== Your instructions ==
Recast every line of the items below as a JSON list of strings, with one string per line and blank lines omitted.

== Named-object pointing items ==
------------------------------------------------------------------------

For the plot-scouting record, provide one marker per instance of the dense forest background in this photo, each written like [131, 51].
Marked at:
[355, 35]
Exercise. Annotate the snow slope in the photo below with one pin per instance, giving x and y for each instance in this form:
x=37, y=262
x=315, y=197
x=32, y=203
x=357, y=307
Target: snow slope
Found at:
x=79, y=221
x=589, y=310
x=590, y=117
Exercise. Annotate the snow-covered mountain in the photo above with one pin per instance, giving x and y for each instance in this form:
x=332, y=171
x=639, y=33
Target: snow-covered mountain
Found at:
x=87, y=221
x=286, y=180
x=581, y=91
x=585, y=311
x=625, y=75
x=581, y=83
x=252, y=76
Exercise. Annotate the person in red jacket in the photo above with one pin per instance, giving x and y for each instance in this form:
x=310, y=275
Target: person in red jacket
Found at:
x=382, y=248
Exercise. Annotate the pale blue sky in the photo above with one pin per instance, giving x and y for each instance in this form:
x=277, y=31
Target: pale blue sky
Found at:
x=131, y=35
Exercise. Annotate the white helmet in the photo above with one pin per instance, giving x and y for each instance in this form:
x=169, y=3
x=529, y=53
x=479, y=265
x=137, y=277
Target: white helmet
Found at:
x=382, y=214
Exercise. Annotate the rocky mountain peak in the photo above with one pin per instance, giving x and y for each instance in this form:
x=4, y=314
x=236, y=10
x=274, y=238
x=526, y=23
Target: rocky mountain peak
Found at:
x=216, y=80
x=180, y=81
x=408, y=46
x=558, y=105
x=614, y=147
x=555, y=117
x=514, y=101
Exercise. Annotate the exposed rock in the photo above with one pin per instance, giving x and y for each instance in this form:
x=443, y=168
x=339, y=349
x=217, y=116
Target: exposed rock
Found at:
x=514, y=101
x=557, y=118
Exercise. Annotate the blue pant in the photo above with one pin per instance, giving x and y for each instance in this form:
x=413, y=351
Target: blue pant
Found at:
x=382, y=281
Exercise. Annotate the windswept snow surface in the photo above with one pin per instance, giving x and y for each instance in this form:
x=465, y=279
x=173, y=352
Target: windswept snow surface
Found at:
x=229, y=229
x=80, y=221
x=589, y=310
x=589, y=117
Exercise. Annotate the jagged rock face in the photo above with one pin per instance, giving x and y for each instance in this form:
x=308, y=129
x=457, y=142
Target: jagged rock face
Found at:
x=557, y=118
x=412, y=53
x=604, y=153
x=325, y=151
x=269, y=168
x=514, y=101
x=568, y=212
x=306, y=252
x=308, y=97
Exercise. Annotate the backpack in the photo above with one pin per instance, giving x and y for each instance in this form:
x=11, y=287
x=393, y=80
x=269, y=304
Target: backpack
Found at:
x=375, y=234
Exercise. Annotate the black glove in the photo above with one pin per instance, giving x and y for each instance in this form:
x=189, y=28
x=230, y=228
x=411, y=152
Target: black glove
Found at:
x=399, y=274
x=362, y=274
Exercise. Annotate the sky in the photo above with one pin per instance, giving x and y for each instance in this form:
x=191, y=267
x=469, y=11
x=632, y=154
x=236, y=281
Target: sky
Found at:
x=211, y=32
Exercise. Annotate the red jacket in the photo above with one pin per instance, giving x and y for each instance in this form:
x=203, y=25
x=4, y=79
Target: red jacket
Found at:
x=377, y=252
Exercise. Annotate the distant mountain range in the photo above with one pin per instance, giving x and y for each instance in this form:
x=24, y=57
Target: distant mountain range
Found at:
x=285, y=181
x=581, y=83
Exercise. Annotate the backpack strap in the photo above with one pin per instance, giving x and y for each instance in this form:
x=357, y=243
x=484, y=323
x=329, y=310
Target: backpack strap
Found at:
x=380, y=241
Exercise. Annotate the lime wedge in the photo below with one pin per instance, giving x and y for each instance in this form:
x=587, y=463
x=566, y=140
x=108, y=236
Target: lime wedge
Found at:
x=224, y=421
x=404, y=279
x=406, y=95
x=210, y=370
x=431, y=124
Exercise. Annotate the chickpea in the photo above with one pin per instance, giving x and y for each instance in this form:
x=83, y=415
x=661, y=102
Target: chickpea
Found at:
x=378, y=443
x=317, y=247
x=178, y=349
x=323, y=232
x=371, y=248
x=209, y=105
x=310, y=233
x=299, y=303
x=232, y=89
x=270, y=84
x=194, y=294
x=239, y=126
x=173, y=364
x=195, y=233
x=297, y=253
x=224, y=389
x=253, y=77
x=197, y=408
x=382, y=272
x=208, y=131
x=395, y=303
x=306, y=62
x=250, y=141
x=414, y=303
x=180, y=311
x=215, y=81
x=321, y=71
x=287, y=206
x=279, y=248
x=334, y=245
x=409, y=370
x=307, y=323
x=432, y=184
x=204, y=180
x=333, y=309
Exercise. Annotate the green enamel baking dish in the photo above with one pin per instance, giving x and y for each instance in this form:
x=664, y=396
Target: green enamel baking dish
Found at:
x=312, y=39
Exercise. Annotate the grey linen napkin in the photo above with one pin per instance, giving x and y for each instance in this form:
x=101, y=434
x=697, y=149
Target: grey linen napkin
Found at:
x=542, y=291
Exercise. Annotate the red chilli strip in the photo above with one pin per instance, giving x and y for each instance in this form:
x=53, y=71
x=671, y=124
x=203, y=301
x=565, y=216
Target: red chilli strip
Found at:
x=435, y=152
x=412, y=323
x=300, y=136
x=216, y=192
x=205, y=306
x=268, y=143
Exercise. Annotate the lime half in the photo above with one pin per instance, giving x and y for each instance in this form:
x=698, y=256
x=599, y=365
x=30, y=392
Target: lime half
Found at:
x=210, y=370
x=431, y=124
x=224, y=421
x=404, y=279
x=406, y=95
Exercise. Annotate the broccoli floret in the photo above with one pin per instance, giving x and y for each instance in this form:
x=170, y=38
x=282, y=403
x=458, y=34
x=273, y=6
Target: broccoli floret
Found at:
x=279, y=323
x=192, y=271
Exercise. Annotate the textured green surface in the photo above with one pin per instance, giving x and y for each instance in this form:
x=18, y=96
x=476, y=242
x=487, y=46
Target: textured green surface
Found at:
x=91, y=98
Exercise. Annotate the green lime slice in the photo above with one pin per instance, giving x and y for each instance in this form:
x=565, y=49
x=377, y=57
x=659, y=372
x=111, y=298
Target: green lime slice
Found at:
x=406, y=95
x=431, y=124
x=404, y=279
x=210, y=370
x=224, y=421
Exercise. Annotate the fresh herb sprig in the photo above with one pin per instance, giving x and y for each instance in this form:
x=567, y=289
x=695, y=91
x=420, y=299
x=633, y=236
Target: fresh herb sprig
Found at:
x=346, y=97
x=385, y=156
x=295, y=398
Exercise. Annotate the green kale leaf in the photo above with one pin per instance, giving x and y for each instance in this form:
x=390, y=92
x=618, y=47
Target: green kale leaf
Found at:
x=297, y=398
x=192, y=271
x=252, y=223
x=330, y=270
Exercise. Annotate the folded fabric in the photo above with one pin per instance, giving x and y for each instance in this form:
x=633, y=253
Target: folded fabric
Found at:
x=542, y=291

------------------------------------------------------------------------

== Output ==
[
  "For the plot-scouting record, provide one marker per instance of the dense forest background in this photo, each written like [131, 51].",
  "Marked at:",
  "[355, 35]",
  "Exercise. Annotate the snow slope in the photo below with one pin per instance, giving x and y for each instance in this form:",
  "x=37, y=262",
  "x=315, y=197",
  "x=32, y=203",
  "x=357, y=307",
  "Target: snow slope",
  "Found at:",
  "x=79, y=221",
  "x=589, y=310",
  "x=590, y=117",
  "Exercise. Annotate the snow-covered mountain in the photo above with one pin per instance, giving x and y for each instance in this form:",
  "x=332, y=171",
  "x=639, y=33",
  "Target: snow-covered mountain",
  "Found at:",
  "x=87, y=221",
  "x=286, y=180",
  "x=581, y=91",
  "x=585, y=311",
  "x=625, y=75",
  "x=581, y=83",
  "x=252, y=76",
  "Exercise. Annotate the person in red jacket in the photo above with one pin per instance, giving x and y for each instance in this form:",
  "x=310, y=275",
  "Target: person in red jacket",
  "Found at:",
  "x=382, y=248",
  "Exercise. Annotate the pale blue sky in the photo above with one pin per instance, giving x and y for each instance in this form:",
  "x=277, y=31",
  "Target: pale blue sky",
  "Found at:",
  "x=131, y=35",
  "Exercise. Annotate the white helmet in the photo above with one pin per instance, giving x and y for each instance in this form:",
  "x=169, y=3",
  "x=529, y=53",
  "x=479, y=265",
  "x=137, y=277",
  "Target: white helmet",
  "Found at:",
  "x=382, y=214",
  "Exercise. Annotate the rocky mountain peak in the photo above with one pin per instance, giving x and y for each instance in this form:",
  "x=4, y=314",
  "x=236, y=10",
  "x=274, y=238",
  "x=526, y=23",
  "Target: rocky mountain peak",
  "Found at:",
  "x=216, y=80",
  "x=180, y=81",
  "x=408, y=46",
  "x=558, y=105",
  "x=614, y=147",
  "x=555, y=117",
  "x=514, y=101",
  "Exercise. Annotate the exposed rock in the photo above with one pin per instance, giving x and y for each instance in this form:",
  "x=443, y=168",
  "x=339, y=349",
  "x=217, y=116",
  "Target: exposed rock",
  "Found at:",
  "x=514, y=101",
  "x=557, y=118",
  "Exercise. Annotate the blue pant in the photo above with one pin per instance, giving x and y for each instance in this form:",
  "x=413, y=351",
  "Target: blue pant",
  "Found at:",
  "x=382, y=281",
  "Exercise. Annotate the windswept snow surface in the photo above with one pin per instance, giving x and y for each instance in this form:",
  "x=465, y=279",
  "x=173, y=352",
  "Target: windswept snow surface",
  "Found at:",
  "x=229, y=229",
  "x=80, y=221",
  "x=589, y=310",
  "x=589, y=117",
  "Exercise. Annotate the jagged rock face in the photo above with one pin per instance, giving x and y for each instance in this form:",
  "x=308, y=129",
  "x=457, y=142",
  "Target: jagged rock face",
  "Found at:",
  "x=557, y=118",
  "x=412, y=53",
  "x=604, y=153",
  "x=325, y=151",
  "x=269, y=168",
  "x=514, y=101",
  "x=568, y=212",
  "x=306, y=252",
  "x=308, y=97",
  "Exercise. Annotate the backpack in the photo above with one pin per instance, giving x and y for each instance in this form:",
  "x=11, y=287",
  "x=393, y=80",
  "x=269, y=304",
  "Target: backpack",
  "Found at:",
  "x=375, y=234",
  "Exercise. Annotate the black glove in the photo above with one pin per instance, giving x and y for each instance in this form:",
  "x=189, y=28",
  "x=230, y=228",
  "x=411, y=152",
  "Target: black glove",
  "Found at:",
  "x=399, y=274",
  "x=362, y=274",
  "Exercise. Annotate the sky in the photo above with one pin per instance, giving x and y for each instance in this form:",
  "x=191, y=267",
  "x=469, y=11",
  "x=632, y=154",
  "x=236, y=281",
  "Target: sky",
  "Found at:",
  "x=211, y=32",
  "Exercise. Annotate the red jacket in the photo above with one pin per instance, giving x and y for each instance in this form:",
  "x=203, y=25",
  "x=4, y=79",
  "Target: red jacket",
  "Found at:",
  "x=377, y=252",
  "Exercise. Annotate the distant mountain range in the photo above with one pin per instance, giving x and y for each instance in this form:",
  "x=24, y=57",
  "Target: distant mountain range",
  "Found at:",
  "x=285, y=181",
  "x=581, y=83",
  "Exercise. Annotate the backpack strap in the photo above with one pin per instance, giving x and y for each instance in this form:",
  "x=357, y=243",
  "x=484, y=323",
  "x=329, y=310",
  "Target: backpack strap",
  "Found at:",
  "x=380, y=241",
  "Exercise. Annotate the lime wedge in the photo below with one pin per instance, giving x and y for each instance in this form:",
  "x=587, y=463",
  "x=566, y=140",
  "x=108, y=236",
  "Target: lime wedge",
  "Found at:",
  "x=224, y=421",
  "x=404, y=279",
  "x=406, y=95",
  "x=210, y=370",
  "x=431, y=124",
  "Exercise. Annotate the chickpea in the photo above with one pin per instance, giving x and y for each instance in this form:",
  "x=83, y=415",
  "x=661, y=102",
  "Target: chickpea",
  "Found at:",
  "x=378, y=443",
  "x=317, y=247",
  "x=178, y=349",
  "x=323, y=232",
  "x=371, y=248",
  "x=209, y=105",
  "x=310, y=233",
  "x=299, y=303",
  "x=232, y=89",
  "x=270, y=84",
  "x=194, y=294",
  "x=239, y=126",
  "x=173, y=364",
  "x=195, y=233",
  "x=297, y=253",
  "x=224, y=389",
  "x=253, y=77",
  "x=197, y=408",
  "x=382, y=272",
  "x=208, y=131",
  "x=395, y=303",
  "x=306, y=62",
  "x=250, y=141",
  "x=414, y=303",
  "x=180, y=311",
  "x=215, y=81",
  "x=321, y=71",
  "x=287, y=206",
  "x=279, y=248",
  "x=334, y=245",
  "x=409, y=370",
  "x=307, y=323",
  "x=432, y=184",
  "x=204, y=180",
  "x=333, y=309",
  "Exercise. Annotate the green enamel baking dish in the photo above with one pin per instance, giving x and y for each instance in this form:",
  "x=664, y=396",
  "Target: green enamel baking dish",
  "Found at:",
  "x=312, y=39",
  "Exercise. Annotate the grey linen napkin in the photo above with one pin per instance, giving x and y for each instance in this form:",
  "x=101, y=434",
  "x=697, y=149",
  "Target: grey linen napkin",
  "Found at:",
  "x=542, y=291",
  "Exercise. Annotate the red chilli strip in the photo above with one pin per instance, giving x and y for each instance in this form:",
  "x=53, y=71",
  "x=671, y=124",
  "x=203, y=301",
  "x=565, y=216",
  "Target: red chilli strip",
  "Found at:",
  "x=435, y=152",
  "x=412, y=323",
  "x=300, y=136",
  "x=216, y=192",
  "x=205, y=306",
  "x=268, y=143",
  "Exercise. Annotate the lime half in the photo above with one pin per instance, giving x and y for each instance in this form:",
  "x=698, y=256",
  "x=599, y=365",
  "x=30, y=392",
  "Target: lime half",
  "Found at:",
  "x=210, y=370",
  "x=431, y=124",
  "x=224, y=421",
  "x=404, y=279",
  "x=406, y=95",
  "Exercise. Annotate the broccoli floret in the photo above with one pin per instance, giving x and y for each instance in this form:",
  "x=170, y=38",
  "x=282, y=403",
  "x=458, y=34",
  "x=273, y=6",
  "Target: broccoli floret",
  "Found at:",
  "x=279, y=323",
  "x=192, y=271",
  "Exercise. Annotate the textured green surface in the photo above with one pin per instance, giving x and y for each instance in this form:",
  "x=18, y=96",
  "x=476, y=242",
  "x=487, y=46",
  "Target: textured green surface",
  "Found at:",
  "x=91, y=98",
  "Exercise. Annotate the green lime slice in the photo above with one pin per instance, giving x and y for each instance in this form:",
  "x=565, y=49",
  "x=377, y=57",
  "x=659, y=372",
  "x=111, y=298",
  "Target: green lime slice",
  "Found at:",
  "x=406, y=95",
  "x=431, y=124",
  "x=404, y=279",
  "x=210, y=370",
  "x=224, y=421",
  "Exercise. Annotate the fresh herb sprig in the photo above with one pin per instance, giving x and y for each instance in this form:",
  "x=567, y=289",
  "x=695, y=91",
  "x=420, y=299",
  "x=633, y=236",
  "Target: fresh herb sprig",
  "Found at:",
  "x=346, y=97",
  "x=385, y=156",
  "x=295, y=398",
  "Exercise. Annotate the green kale leaf in the photo above with one pin per instance, giving x and y for each instance in this form:",
  "x=390, y=92",
  "x=618, y=47",
  "Target: green kale leaf",
  "Found at:",
  "x=297, y=398",
  "x=192, y=271",
  "x=252, y=223",
  "x=330, y=270",
  "Exercise. Annotate the folded fabric in the photo above with one pin per instance, giving x and y for each instance in this form:",
  "x=633, y=253",
  "Target: folded fabric",
  "Found at:",
  "x=542, y=291"
]